Task directions:
Find each line of the entries with the string "below", please, and copy it.

The records:
⁂
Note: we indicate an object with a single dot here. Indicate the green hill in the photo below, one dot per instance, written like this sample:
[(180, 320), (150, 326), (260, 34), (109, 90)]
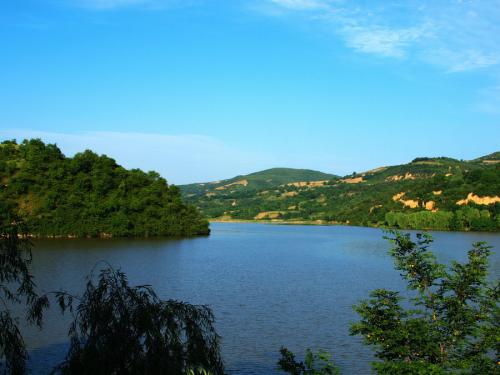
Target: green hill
[(258, 180), (89, 195), (427, 193)]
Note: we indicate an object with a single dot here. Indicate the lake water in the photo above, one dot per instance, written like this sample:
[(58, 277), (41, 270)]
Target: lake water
[(268, 285)]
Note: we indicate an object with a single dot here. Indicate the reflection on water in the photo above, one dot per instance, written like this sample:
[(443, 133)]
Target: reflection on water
[(268, 285)]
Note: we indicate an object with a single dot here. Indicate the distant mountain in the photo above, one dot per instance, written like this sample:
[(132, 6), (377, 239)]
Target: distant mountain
[(427, 193), (256, 181)]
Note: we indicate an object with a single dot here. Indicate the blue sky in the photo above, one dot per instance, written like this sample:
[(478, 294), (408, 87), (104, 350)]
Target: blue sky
[(203, 90)]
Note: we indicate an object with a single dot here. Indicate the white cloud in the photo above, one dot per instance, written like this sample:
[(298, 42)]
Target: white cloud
[(301, 4), (385, 42), (489, 100), (179, 158), (118, 4), (456, 36)]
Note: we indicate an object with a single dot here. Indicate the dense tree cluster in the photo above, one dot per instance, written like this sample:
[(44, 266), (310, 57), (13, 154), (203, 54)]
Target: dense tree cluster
[(450, 324), (117, 328), (90, 195)]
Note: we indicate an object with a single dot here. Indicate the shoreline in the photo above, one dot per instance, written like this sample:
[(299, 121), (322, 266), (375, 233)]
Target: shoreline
[(330, 224)]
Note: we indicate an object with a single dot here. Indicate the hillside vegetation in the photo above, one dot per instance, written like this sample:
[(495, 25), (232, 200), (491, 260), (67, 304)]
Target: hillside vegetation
[(427, 193), (90, 195)]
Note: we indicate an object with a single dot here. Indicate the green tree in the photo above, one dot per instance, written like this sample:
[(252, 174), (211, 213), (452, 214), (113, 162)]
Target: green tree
[(453, 325), (16, 287), (450, 324), (119, 329), (319, 363)]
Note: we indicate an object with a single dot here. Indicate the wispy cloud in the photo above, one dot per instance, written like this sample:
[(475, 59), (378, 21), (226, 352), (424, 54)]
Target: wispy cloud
[(489, 100), (301, 4), (455, 35), (108, 5), (382, 41)]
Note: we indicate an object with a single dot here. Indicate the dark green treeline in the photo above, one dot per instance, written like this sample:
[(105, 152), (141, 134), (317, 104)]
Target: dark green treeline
[(90, 195)]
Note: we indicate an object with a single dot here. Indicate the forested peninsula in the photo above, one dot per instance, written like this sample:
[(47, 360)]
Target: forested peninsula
[(89, 195), (438, 193)]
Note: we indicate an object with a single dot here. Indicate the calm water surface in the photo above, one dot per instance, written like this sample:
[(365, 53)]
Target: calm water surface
[(268, 285)]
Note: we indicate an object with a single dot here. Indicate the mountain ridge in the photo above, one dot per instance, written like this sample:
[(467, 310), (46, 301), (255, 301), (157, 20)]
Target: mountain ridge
[(426, 193)]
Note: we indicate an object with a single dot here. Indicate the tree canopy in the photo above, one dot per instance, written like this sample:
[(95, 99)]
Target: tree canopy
[(90, 195)]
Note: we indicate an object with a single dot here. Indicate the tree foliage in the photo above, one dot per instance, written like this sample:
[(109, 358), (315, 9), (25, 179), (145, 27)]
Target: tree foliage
[(319, 363), (449, 324), (453, 324), (90, 195), (17, 287), (119, 329)]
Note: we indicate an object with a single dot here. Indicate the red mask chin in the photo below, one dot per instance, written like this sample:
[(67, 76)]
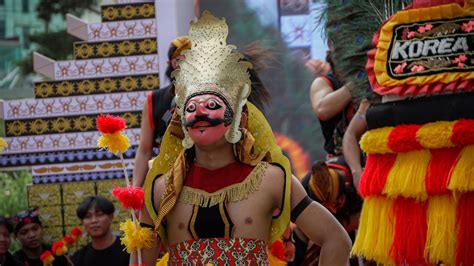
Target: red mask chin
[(206, 135)]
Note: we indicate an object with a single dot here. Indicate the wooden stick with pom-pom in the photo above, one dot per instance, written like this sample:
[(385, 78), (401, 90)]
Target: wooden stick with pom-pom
[(135, 238)]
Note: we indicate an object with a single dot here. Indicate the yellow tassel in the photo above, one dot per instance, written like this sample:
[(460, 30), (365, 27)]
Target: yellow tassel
[(462, 174), (136, 238), (435, 135), (441, 237), (376, 141), (375, 234), (115, 143), (407, 176)]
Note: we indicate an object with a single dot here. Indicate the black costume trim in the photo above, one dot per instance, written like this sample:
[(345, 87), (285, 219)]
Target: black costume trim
[(421, 110), (295, 213)]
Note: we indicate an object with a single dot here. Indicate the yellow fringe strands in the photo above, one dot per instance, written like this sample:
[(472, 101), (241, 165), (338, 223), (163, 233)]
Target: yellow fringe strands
[(115, 143), (435, 135), (407, 176), (375, 234), (376, 141), (462, 174), (136, 238), (232, 193), (441, 234)]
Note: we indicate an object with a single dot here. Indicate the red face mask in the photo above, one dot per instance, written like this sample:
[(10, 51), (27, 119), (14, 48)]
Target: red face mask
[(205, 119)]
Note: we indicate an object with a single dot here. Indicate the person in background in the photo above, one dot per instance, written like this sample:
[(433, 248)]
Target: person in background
[(331, 101), (28, 231), (157, 112), (6, 259), (96, 214)]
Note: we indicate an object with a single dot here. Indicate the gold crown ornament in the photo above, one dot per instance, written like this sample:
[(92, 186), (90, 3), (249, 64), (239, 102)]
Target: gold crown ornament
[(212, 66)]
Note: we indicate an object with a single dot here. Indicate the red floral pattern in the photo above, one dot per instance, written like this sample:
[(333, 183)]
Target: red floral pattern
[(219, 251)]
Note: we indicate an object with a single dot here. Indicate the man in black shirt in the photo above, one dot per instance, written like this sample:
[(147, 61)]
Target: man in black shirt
[(28, 231), (96, 214)]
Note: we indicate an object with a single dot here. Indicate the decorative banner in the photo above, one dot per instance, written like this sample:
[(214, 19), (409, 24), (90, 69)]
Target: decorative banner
[(128, 12), (417, 54), (83, 50), (60, 142), (42, 126), (65, 178), (56, 157), (73, 106), (72, 168), (50, 89), (107, 67)]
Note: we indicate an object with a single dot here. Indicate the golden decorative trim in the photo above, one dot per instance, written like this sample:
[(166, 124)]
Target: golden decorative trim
[(232, 193), (51, 89), (128, 12)]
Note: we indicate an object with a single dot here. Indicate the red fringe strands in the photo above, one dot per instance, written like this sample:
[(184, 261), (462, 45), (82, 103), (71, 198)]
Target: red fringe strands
[(375, 174), (440, 239), (407, 176), (442, 161), (375, 233), (409, 232), (465, 236)]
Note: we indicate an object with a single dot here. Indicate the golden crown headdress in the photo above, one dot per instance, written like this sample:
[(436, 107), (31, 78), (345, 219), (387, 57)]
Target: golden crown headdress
[(212, 66)]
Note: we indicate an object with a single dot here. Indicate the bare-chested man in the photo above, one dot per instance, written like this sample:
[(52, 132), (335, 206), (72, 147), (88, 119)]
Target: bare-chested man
[(226, 196)]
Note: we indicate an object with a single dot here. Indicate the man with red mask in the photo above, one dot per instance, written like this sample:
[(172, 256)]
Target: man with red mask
[(221, 190)]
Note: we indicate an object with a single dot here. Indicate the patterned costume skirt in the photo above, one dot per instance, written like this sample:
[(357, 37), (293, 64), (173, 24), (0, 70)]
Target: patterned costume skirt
[(219, 251)]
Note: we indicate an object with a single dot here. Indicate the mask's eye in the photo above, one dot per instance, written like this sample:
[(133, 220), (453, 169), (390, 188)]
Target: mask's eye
[(213, 105), (191, 108)]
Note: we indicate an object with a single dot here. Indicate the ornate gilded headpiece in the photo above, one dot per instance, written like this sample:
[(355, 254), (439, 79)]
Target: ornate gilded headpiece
[(212, 66)]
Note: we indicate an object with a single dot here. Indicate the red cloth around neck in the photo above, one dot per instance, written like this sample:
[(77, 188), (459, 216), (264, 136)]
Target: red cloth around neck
[(211, 181)]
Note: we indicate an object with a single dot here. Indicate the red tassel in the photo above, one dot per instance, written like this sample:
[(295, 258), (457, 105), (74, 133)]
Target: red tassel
[(403, 138), (410, 232), (463, 130), (465, 239), (442, 160), (109, 124), (130, 197), (375, 173)]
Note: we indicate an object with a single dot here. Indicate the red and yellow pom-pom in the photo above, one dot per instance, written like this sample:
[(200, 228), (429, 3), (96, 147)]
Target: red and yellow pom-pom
[(47, 258), (59, 248), (109, 124), (136, 238), (130, 197), (69, 240), (76, 232), (115, 143)]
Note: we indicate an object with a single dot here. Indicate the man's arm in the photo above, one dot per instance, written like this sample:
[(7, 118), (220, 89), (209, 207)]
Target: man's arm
[(325, 101), (144, 151), (350, 142), (321, 228)]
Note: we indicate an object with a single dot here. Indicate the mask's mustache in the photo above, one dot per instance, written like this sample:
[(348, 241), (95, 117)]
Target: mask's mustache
[(212, 121)]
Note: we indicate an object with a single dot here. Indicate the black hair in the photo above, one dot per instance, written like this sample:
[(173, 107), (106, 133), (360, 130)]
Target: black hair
[(4, 221), (169, 68), (97, 202)]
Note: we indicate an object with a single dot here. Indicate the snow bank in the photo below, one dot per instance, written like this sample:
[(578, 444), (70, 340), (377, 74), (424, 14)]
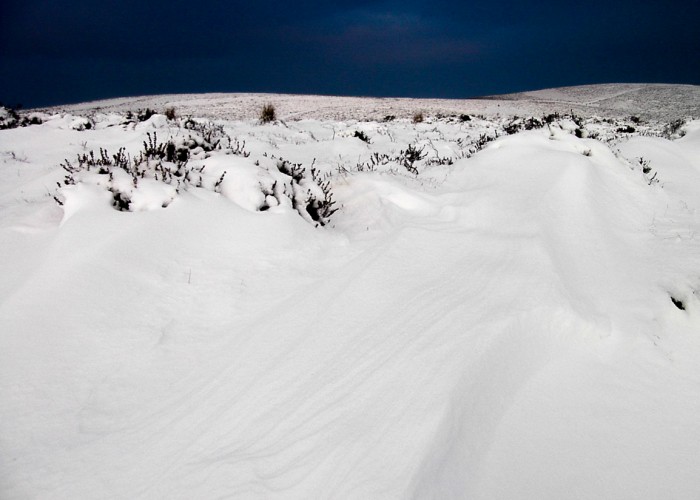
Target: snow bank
[(518, 322)]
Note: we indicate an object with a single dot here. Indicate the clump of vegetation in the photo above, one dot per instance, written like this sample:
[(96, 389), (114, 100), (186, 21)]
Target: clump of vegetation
[(268, 113), (674, 129), (410, 156), (11, 118), (362, 136), (311, 196)]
⁂
Task output:
Note: we indicate an object with a single dot here. Indicate the green hill in the photo below, one dot per instance, written like this sample:
Note: we indicate an object with a single dot here. Indicate the red mask chin in the photo below, one dot per instance, written like this sample:
Note: we indicate an object with a single dot here. Indicate the snow bank in the photo below, one dot per instance, written like this sample:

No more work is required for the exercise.